> **Collected data entries**
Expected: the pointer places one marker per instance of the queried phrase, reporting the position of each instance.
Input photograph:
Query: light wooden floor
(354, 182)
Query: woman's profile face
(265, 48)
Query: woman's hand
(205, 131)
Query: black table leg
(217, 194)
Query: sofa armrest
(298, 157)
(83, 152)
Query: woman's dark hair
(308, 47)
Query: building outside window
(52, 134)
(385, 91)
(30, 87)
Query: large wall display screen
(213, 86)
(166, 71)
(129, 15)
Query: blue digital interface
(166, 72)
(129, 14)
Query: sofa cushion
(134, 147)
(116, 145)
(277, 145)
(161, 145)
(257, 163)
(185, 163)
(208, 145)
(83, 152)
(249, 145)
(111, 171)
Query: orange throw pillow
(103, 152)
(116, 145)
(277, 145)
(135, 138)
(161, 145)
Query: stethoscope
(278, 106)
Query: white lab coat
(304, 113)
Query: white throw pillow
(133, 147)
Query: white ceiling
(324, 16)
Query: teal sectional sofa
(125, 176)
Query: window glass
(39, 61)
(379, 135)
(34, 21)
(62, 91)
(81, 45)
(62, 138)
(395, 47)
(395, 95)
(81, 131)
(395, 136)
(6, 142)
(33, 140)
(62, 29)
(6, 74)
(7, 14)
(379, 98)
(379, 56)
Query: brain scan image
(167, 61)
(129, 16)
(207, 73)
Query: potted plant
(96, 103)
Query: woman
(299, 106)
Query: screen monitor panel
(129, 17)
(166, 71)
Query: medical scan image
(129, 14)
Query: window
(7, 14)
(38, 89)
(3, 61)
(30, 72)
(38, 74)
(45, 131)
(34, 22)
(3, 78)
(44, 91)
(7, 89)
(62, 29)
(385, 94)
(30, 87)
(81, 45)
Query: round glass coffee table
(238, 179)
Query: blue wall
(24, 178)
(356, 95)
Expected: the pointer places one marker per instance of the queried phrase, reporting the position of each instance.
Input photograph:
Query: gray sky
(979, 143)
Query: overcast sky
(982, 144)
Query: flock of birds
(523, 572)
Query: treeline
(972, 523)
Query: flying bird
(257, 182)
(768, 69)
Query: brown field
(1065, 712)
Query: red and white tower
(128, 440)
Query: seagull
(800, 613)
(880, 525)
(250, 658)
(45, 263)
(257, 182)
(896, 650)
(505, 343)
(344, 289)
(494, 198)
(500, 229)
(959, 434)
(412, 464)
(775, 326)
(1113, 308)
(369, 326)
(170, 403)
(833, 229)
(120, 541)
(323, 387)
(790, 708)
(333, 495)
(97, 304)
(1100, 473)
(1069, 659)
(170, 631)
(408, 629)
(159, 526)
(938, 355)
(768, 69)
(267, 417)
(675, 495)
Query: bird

> **WHAT IS NEEDED**
Every line above is to be duplicated exactly as shown.

> **RESULT FOR THIS TASK**
Expected: the pointer places one marker per instance of the queried phrase, reporting the position of each instance.
Input photograph:
Query: light wooden floor
(354, 182)
Query: woman's profile face
(265, 48)
Query: woman's hand
(205, 131)
Query: black table leg
(217, 194)
Query: sofa armrest
(298, 157)
(83, 152)
Query: woman's dark hair
(308, 47)
Query: building outside window
(52, 134)
(385, 91)
(30, 87)
Query: large wall display screen
(213, 86)
(166, 71)
(129, 15)
Query: blue digital interface
(166, 72)
(129, 14)
Query: sofa cushion
(134, 147)
(116, 145)
(277, 145)
(161, 145)
(257, 163)
(185, 163)
(208, 145)
(83, 152)
(249, 145)
(111, 171)
Query: orange throw pillow
(103, 152)
(116, 145)
(277, 145)
(135, 138)
(161, 145)
Query: stethoscope
(278, 106)
Query: white lab coat
(304, 113)
Query: white throw pillow
(133, 147)
Query: white ceiling
(324, 16)
Query: teal sectional sofa
(125, 176)
Query: window glass
(39, 61)
(379, 135)
(34, 21)
(62, 91)
(81, 45)
(62, 138)
(395, 47)
(395, 95)
(81, 131)
(395, 136)
(6, 142)
(33, 140)
(62, 29)
(6, 74)
(7, 14)
(379, 98)
(379, 56)
Query: brain scan image
(167, 61)
(129, 16)
(207, 73)
Query: potted plant
(96, 103)
Query: woman
(299, 106)
Query: screen monitor panel
(129, 17)
(166, 71)
Query: medical scan image
(129, 14)
Query: window
(7, 14)
(38, 89)
(3, 61)
(30, 72)
(38, 74)
(45, 131)
(34, 22)
(3, 78)
(44, 91)
(7, 89)
(62, 29)
(385, 94)
(30, 87)
(81, 45)
Query: round glass coffee table
(238, 179)
Query: blue wall
(24, 178)
(356, 95)
Expected: the pointer places one marker per instance of the queried phrase, reporting the position of each instance.
Input photograph:
Query: gray sky
(979, 143)
Query: overcast sky
(982, 144)
Query: flock of birds
(523, 572)
Query: treeline
(972, 523)
Query: flying bird
(257, 182)
(768, 69)
Query: brown field
(1065, 712)
Query: red and white tower
(128, 440)
Query: seagull
(800, 613)
(880, 525)
(250, 658)
(45, 263)
(257, 182)
(896, 650)
(505, 343)
(344, 289)
(494, 198)
(500, 229)
(959, 434)
(412, 464)
(775, 326)
(1113, 308)
(369, 326)
(170, 403)
(833, 229)
(120, 541)
(323, 387)
(790, 708)
(333, 495)
(97, 304)
(1100, 473)
(1069, 659)
(170, 631)
(408, 629)
(159, 526)
(938, 355)
(768, 69)
(267, 417)
(675, 495)
Query: bird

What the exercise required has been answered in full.